** START RECORDS **
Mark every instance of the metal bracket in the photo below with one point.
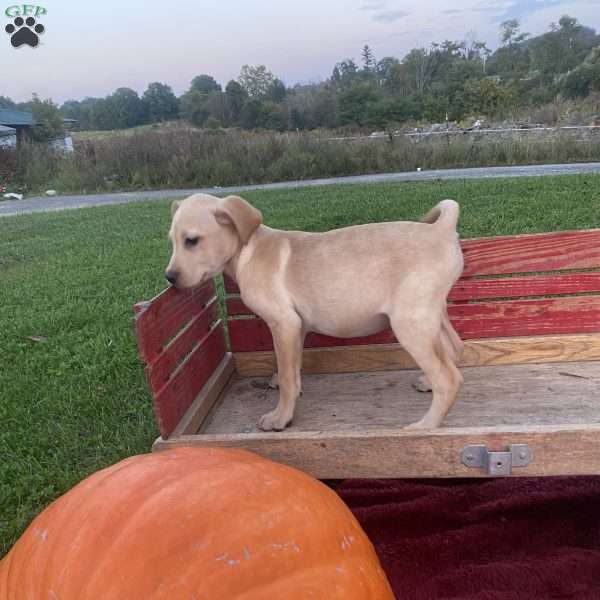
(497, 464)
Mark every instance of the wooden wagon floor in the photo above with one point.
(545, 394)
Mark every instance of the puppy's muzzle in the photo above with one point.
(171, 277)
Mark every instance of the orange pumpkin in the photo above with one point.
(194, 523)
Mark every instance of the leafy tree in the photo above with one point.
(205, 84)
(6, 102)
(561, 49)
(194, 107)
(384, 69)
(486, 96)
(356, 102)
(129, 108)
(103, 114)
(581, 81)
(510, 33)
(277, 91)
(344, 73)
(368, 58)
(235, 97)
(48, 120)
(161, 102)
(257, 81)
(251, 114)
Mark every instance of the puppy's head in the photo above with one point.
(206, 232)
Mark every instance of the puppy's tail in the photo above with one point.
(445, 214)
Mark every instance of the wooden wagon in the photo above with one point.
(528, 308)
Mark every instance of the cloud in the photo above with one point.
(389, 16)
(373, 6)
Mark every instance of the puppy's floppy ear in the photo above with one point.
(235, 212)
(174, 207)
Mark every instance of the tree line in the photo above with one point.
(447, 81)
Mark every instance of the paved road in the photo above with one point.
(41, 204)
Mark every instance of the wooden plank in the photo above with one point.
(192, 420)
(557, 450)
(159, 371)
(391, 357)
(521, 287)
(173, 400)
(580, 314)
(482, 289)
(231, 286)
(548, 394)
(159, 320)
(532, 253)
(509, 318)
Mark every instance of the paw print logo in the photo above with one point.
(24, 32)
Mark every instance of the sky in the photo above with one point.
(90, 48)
** END RECORDS **
** START RECORDS **
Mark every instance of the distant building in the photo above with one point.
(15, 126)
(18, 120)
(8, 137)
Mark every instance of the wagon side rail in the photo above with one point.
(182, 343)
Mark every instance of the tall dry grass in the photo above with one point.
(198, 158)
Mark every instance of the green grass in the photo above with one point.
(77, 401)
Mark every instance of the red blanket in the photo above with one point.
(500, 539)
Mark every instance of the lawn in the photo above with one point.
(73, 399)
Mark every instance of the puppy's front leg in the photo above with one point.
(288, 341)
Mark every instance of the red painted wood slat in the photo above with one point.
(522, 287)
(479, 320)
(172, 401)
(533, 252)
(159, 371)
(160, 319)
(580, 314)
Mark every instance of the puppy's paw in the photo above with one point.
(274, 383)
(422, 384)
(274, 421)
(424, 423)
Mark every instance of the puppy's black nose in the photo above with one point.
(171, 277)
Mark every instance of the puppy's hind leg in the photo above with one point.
** END RECORDS **
* _DIRECTIVE_
Collect each line in the records that contains the word "wagon", with case counting.

* _SOLUTION TO THIS TASK_
Mark every instance of the wooden wagon floor in the photo above with one point.
Mark every instance of the wooden wagon in the photo above with one point.
Mark every instance of the wagon side rail in the photo above with one point.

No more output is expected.